_Given task_
Scale the lines starting at the one containing "boat stern ->" and ending at the last line below, and write out only those lines, requests included. Multiply every x and y coordinate in the answers by 2.15, rounding to whole numbers with halves up.

_Supplied material_

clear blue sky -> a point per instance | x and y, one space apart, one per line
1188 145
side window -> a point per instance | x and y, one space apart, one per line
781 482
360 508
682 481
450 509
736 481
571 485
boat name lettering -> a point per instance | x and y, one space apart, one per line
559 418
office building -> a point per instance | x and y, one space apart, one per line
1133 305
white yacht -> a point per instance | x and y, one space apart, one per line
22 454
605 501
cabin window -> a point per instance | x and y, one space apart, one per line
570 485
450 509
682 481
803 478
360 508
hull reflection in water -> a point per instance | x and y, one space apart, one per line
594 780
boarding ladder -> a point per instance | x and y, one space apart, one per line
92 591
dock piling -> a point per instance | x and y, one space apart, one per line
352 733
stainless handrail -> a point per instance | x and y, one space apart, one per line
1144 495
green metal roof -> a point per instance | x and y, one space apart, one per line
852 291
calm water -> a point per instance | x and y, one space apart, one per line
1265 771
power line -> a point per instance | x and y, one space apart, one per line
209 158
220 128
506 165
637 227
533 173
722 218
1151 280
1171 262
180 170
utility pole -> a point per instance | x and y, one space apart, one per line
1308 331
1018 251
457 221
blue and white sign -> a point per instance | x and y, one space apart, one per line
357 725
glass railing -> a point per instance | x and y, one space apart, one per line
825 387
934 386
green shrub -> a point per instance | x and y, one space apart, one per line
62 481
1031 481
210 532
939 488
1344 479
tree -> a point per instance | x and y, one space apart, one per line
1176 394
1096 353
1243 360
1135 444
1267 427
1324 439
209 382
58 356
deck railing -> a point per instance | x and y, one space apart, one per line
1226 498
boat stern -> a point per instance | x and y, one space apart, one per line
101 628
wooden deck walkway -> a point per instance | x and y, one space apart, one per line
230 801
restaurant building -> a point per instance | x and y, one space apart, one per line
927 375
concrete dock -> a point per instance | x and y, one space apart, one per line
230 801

_Exercise response_
boat stern -> a point per instance | x and y, one space apart, one per line
217 1350
wooden deck walkway -> a point per instance | x and y, one space apart, one per line
495 1722
restaurant building -> a point per instance | x and y, one space apart, one per line
1993 806
concrete dock -> a point per instance | x and y, one space apart, one per line
495 1722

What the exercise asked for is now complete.